INSTRUCCIONES A SEGUIR. Localiza en los registros de abajo cada línea que contenga la palabra "beard". Copia esas líneas completas, sin cambiarlas.

REGISTROS PROPORCIONADOS.
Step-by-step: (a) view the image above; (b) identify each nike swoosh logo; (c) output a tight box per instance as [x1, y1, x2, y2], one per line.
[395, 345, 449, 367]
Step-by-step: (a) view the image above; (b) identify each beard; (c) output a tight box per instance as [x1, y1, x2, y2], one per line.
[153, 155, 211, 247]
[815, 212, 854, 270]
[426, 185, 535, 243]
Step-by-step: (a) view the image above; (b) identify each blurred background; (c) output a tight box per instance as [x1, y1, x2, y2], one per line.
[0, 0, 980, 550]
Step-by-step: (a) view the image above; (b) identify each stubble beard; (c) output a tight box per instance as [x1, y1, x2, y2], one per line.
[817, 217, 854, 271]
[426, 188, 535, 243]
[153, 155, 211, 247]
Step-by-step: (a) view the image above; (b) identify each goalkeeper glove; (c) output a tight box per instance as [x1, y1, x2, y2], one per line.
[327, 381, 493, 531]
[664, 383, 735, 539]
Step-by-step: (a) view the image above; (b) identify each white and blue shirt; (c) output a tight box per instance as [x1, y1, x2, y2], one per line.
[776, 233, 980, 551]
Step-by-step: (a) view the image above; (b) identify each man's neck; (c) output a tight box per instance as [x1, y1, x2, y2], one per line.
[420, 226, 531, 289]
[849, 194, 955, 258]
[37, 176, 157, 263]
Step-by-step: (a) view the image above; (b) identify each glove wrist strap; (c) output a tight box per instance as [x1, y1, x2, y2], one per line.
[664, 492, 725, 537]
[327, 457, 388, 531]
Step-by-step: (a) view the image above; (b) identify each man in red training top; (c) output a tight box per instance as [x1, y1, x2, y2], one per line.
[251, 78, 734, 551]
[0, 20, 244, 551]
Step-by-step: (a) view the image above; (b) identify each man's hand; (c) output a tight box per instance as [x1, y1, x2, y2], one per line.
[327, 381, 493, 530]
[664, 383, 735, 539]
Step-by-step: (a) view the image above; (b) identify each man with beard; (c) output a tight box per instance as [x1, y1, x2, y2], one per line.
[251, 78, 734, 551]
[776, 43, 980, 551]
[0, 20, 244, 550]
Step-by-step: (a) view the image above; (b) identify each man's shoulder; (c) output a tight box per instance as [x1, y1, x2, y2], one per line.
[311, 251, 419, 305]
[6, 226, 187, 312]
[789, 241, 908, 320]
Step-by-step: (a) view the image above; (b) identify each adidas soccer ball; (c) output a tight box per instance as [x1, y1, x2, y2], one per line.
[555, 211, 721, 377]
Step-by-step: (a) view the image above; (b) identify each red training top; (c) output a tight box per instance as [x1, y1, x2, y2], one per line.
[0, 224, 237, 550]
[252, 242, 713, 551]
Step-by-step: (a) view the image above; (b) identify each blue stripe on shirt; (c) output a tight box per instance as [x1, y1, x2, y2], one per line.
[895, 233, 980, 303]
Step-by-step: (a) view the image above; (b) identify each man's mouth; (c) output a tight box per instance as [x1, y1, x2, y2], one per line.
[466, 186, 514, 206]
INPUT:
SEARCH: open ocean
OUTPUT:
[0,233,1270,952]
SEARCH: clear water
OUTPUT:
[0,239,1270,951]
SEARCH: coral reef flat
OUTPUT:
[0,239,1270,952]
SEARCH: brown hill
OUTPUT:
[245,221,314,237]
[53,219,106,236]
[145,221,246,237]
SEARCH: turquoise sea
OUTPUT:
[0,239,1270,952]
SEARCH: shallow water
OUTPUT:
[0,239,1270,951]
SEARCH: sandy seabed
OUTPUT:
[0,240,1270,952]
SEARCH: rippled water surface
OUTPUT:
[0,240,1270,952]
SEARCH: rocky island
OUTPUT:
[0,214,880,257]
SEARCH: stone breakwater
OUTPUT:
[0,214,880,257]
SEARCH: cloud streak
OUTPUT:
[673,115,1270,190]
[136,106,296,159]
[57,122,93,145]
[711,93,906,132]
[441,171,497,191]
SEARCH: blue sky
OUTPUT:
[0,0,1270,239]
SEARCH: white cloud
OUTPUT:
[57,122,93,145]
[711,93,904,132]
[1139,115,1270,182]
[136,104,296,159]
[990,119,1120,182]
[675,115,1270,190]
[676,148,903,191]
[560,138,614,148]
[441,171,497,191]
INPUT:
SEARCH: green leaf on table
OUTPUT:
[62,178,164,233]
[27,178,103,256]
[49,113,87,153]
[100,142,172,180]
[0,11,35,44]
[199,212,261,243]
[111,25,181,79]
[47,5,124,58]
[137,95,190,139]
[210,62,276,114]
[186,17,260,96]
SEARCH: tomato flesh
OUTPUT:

SOLUCIÓN DEL PROBLEMA.
Step-by-step: (a) view the image above; (b) identify each beard; (c) output a tight box per instance as [x1, y1, x2, y2], one per line.
Step-by-step: (a) view the image above; (b) identify each stubble beard; (c) output a tight box per instance as [x1, y1, x2, y2], one per line.
Step-by-step: (a) view the image above; (b) identify each man with beard; (c) output a tight box per instance as [x1, y1, x2, y2], one per line.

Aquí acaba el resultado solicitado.